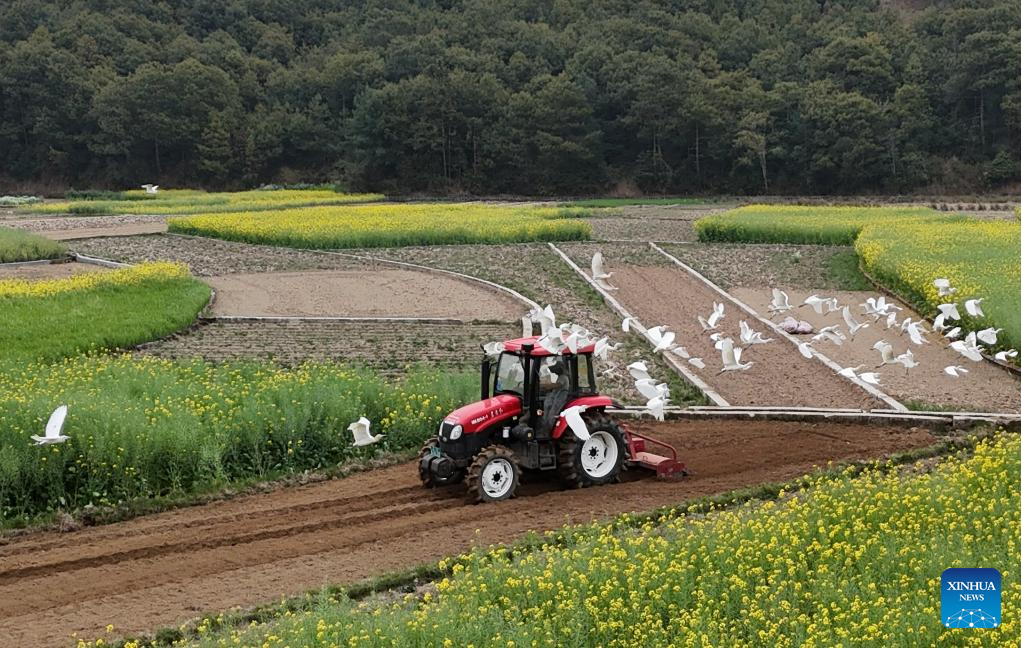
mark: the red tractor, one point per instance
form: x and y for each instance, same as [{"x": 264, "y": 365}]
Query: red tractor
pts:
[{"x": 518, "y": 426}]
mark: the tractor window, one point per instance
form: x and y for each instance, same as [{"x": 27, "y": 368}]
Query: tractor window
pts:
[
  {"x": 509, "y": 375},
  {"x": 553, "y": 375},
  {"x": 585, "y": 384}
]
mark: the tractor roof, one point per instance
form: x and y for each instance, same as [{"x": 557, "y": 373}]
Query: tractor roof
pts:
[{"x": 515, "y": 346}]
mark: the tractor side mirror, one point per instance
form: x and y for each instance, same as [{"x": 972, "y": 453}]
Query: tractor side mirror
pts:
[{"x": 487, "y": 369}]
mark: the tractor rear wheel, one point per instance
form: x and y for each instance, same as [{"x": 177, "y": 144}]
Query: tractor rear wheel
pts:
[
  {"x": 429, "y": 480},
  {"x": 596, "y": 460},
  {"x": 493, "y": 476}
]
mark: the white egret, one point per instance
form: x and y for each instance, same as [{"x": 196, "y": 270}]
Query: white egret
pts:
[
  {"x": 54, "y": 429},
  {"x": 361, "y": 431}
]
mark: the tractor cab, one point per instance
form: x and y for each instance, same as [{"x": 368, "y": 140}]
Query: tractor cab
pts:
[
  {"x": 518, "y": 425},
  {"x": 544, "y": 383}
]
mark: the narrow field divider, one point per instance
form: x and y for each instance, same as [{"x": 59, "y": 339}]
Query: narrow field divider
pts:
[
  {"x": 879, "y": 394},
  {"x": 687, "y": 375}
]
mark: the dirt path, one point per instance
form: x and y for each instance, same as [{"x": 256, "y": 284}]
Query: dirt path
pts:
[
  {"x": 70, "y": 227},
  {"x": 984, "y": 389},
  {"x": 375, "y": 293},
  {"x": 780, "y": 375},
  {"x": 166, "y": 568},
  {"x": 450, "y": 346}
]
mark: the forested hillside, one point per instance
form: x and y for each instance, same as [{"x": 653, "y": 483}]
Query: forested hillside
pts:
[{"x": 514, "y": 96}]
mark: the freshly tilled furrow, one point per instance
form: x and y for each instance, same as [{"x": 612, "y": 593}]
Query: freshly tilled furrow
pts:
[{"x": 252, "y": 549}]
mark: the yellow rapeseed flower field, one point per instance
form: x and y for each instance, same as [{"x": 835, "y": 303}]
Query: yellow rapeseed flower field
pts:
[
  {"x": 143, "y": 427},
  {"x": 137, "y": 275},
  {"x": 981, "y": 258},
  {"x": 391, "y": 225},
  {"x": 853, "y": 560}
]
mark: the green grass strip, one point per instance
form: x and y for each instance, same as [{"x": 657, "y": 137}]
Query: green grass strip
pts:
[{"x": 17, "y": 245}]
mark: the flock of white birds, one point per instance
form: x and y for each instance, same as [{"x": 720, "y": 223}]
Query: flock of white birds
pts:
[
  {"x": 972, "y": 346},
  {"x": 569, "y": 337}
]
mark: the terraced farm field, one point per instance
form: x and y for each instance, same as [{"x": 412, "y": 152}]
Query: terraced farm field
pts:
[{"x": 281, "y": 308}]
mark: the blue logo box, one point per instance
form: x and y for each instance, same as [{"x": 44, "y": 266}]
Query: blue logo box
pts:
[{"x": 970, "y": 598}]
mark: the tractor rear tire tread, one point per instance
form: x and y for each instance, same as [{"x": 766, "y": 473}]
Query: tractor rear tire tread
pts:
[
  {"x": 570, "y": 453},
  {"x": 474, "y": 478}
]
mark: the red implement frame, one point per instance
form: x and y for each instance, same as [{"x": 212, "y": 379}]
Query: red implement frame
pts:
[{"x": 665, "y": 466}]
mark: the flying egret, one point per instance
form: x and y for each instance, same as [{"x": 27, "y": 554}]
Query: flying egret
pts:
[
  {"x": 650, "y": 389},
  {"x": 878, "y": 307},
  {"x": 853, "y": 325},
  {"x": 968, "y": 348},
  {"x": 551, "y": 342},
  {"x": 717, "y": 315},
  {"x": 955, "y": 370},
  {"x": 907, "y": 359},
  {"x": 54, "y": 429},
  {"x": 661, "y": 338},
  {"x": 545, "y": 317},
  {"x": 988, "y": 336},
  {"x": 943, "y": 286},
  {"x": 950, "y": 311},
  {"x": 851, "y": 371},
  {"x": 575, "y": 421},
  {"x": 869, "y": 377},
  {"x": 916, "y": 333},
  {"x": 732, "y": 357},
  {"x": 655, "y": 407},
  {"x": 781, "y": 301},
  {"x": 362, "y": 436},
  {"x": 974, "y": 308}
]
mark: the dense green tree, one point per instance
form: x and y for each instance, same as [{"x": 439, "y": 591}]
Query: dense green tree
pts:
[{"x": 514, "y": 96}]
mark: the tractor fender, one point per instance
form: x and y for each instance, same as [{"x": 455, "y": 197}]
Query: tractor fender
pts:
[{"x": 592, "y": 402}]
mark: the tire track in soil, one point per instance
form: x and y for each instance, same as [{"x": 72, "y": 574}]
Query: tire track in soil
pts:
[
  {"x": 781, "y": 376},
  {"x": 165, "y": 568}
]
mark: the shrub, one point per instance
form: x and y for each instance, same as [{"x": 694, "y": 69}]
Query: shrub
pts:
[
  {"x": 145, "y": 427},
  {"x": 803, "y": 223},
  {"x": 16, "y": 245}
]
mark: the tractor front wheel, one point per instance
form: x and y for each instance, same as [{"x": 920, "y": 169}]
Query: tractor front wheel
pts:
[
  {"x": 596, "y": 460},
  {"x": 429, "y": 480},
  {"x": 493, "y": 476}
]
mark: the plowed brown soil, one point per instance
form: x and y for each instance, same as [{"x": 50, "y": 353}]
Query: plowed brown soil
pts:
[
  {"x": 165, "y": 568},
  {"x": 780, "y": 376}
]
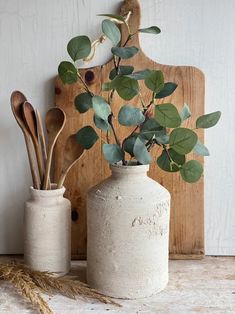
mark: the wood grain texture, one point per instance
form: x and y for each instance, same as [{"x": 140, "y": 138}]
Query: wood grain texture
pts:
[{"x": 187, "y": 223}]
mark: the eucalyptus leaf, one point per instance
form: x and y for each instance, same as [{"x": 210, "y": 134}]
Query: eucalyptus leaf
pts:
[
  {"x": 164, "y": 162},
  {"x": 162, "y": 138},
  {"x": 191, "y": 171},
  {"x": 123, "y": 70},
  {"x": 167, "y": 115},
  {"x": 140, "y": 75},
  {"x": 128, "y": 144},
  {"x": 114, "y": 16},
  {"x": 126, "y": 87},
  {"x": 67, "y": 72},
  {"x": 182, "y": 140},
  {"x": 167, "y": 90},
  {"x": 130, "y": 115},
  {"x": 101, "y": 124},
  {"x": 124, "y": 52},
  {"x": 107, "y": 86},
  {"x": 79, "y": 47},
  {"x": 141, "y": 153},
  {"x": 185, "y": 113},
  {"x": 111, "y": 31},
  {"x": 208, "y": 120},
  {"x": 154, "y": 81},
  {"x": 101, "y": 107},
  {"x": 201, "y": 149},
  {"x": 83, "y": 102},
  {"x": 150, "y": 30},
  {"x": 112, "y": 153},
  {"x": 151, "y": 129},
  {"x": 86, "y": 137}
]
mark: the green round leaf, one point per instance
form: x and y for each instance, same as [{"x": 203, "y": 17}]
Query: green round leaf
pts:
[
  {"x": 208, "y": 120},
  {"x": 201, "y": 149},
  {"x": 185, "y": 113},
  {"x": 155, "y": 81},
  {"x": 182, "y": 140},
  {"x": 112, "y": 153},
  {"x": 79, "y": 47},
  {"x": 86, "y": 137},
  {"x": 83, "y": 102},
  {"x": 167, "y": 115},
  {"x": 167, "y": 90},
  {"x": 126, "y": 87},
  {"x": 150, "y": 30},
  {"x": 67, "y": 72},
  {"x": 124, "y": 52},
  {"x": 129, "y": 115},
  {"x": 191, "y": 171},
  {"x": 163, "y": 160},
  {"x": 101, "y": 107},
  {"x": 101, "y": 124},
  {"x": 107, "y": 86},
  {"x": 162, "y": 137},
  {"x": 111, "y": 31},
  {"x": 128, "y": 144},
  {"x": 123, "y": 70},
  {"x": 141, "y": 153}
]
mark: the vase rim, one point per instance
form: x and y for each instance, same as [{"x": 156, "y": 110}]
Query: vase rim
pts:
[
  {"x": 131, "y": 167},
  {"x": 47, "y": 193}
]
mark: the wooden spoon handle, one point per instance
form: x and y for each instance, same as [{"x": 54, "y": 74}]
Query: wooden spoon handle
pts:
[
  {"x": 39, "y": 160},
  {"x": 41, "y": 136},
  {"x": 46, "y": 185},
  {"x": 62, "y": 178},
  {"x": 36, "y": 183}
]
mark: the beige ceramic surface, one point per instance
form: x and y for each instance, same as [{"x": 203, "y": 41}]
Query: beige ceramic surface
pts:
[
  {"x": 47, "y": 231},
  {"x": 128, "y": 234}
]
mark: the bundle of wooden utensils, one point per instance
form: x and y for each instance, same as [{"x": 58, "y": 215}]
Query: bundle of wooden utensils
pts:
[{"x": 40, "y": 155}]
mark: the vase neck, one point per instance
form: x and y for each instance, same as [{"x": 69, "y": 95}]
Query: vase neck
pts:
[
  {"x": 47, "y": 195},
  {"x": 129, "y": 171}
]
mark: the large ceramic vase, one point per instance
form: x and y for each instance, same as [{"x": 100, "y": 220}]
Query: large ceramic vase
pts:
[
  {"x": 128, "y": 232},
  {"x": 47, "y": 231}
]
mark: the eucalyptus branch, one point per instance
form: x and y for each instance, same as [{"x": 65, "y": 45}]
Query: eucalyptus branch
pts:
[
  {"x": 110, "y": 118},
  {"x": 84, "y": 84},
  {"x": 172, "y": 162}
]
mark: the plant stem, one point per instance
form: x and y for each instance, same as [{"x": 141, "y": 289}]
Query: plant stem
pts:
[
  {"x": 84, "y": 84},
  {"x": 113, "y": 130}
]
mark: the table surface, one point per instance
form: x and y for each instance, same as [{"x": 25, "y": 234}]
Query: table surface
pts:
[{"x": 199, "y": 286}]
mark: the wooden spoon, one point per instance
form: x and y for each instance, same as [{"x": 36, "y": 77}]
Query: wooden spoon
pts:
[
  {"x": 31, "y": 123},
  {"x": 72, "y": 153},
  {"x": 41, "y": 136},
  {"x": 55, "y": 121},
  {"x": 17, "y": 100}
]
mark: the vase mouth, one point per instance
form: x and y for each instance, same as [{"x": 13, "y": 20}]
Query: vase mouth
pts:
[
  {"x": 130, "y": 167},
  {"x": 47, "y": 193}
]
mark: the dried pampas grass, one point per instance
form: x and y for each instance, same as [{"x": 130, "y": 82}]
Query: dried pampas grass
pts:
[{"x": 30, "y": 283}]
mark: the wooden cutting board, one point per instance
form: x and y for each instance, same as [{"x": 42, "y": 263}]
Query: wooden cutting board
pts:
[{"x": 187, "y": 210}]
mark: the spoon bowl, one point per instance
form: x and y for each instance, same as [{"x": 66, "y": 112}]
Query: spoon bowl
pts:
[
  {"x": 17, "y": 100},
  {"x": 30, "y": 120},
  {"x": 55, "y": 121}
]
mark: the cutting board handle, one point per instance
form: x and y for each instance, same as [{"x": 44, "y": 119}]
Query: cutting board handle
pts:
[{"x": 134, "y": 7}]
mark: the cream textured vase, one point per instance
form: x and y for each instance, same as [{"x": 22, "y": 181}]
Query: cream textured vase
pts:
[
  {"x": 128, "y": 231},
  {"x": 47, "y": 231}
]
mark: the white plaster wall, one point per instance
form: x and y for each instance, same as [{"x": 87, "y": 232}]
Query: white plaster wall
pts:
[{"x": 33, "y": 38}]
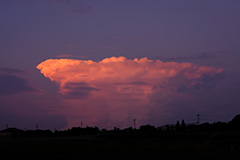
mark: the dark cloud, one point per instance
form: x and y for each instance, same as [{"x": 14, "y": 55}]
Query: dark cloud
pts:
[
  {"x": 137, "y": 83},
  {"x": 11, "y": 82},
  {"x": 206, "y": 82}
]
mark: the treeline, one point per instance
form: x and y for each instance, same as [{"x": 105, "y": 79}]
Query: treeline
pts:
[{"x": 233, "y": 125}]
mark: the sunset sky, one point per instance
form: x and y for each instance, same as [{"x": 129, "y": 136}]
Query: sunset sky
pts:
[{"x": 105, "y": 63}]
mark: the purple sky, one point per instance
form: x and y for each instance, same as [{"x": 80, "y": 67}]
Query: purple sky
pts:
[{"x": 203, "y": 33}]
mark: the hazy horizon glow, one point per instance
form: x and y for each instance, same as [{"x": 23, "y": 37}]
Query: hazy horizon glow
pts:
[{"x": 117, "y": 89}]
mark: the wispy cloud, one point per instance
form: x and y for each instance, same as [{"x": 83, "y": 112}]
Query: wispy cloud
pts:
[
  {"x": 116, "y": 89},
  {"x": 12, "y": 82}
]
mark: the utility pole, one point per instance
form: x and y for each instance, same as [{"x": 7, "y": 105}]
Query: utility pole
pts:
[
  {"x": 198, "y": 117},
  {"x": 134, "y": 123}
]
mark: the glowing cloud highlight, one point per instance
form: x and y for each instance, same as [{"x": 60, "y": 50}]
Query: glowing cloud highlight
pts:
[{"x": 124, "y": 88}]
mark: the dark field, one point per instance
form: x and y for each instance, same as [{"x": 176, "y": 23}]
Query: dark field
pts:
[{"x": 195, "y": 145}]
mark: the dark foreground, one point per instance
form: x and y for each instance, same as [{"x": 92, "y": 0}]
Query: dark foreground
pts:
[{"x": 189, "y": 145}]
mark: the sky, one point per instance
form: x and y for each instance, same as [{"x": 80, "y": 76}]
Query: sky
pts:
[{"x": 104, "y": 63}]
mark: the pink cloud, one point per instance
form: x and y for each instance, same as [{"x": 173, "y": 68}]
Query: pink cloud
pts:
[{"x": 118, "y": 89}]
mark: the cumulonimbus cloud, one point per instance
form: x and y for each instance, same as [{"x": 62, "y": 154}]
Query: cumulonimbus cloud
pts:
[
  {"x": 127, "y": 86},
  {"x": 13, "y": 82}
]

○ ○ ○ ○ ○ ○ ○

• _What you should do_:
From the line that contains "mark: the sky, one point per instance" to the last line of the material above, repeat every line exactly, keeping both the first and the last.

• _Solution to this exercise_:
mark: the sky, one point per instance
form: x and y for each instance, same as [{"x": 80, "y": 76}]
Query: sky
pts:
[{"x": 104, "y": 63}]
mark: the pink cloud, one point per instance
form: x and y for each instance, same as [{"x": 173, "y": 68}]
Query: pink cloud
pts:
[{"x": 118, "y": 89}]
mark: the cumulonimbus cloud, one point per instance
form: x and y for each instance, same as [{"x": 62, "y": 154}]
Query: cumulonimbus cloud
pts:
[
  {"x": 127, "y": 86},
  {"x": 13, "y": 82}
]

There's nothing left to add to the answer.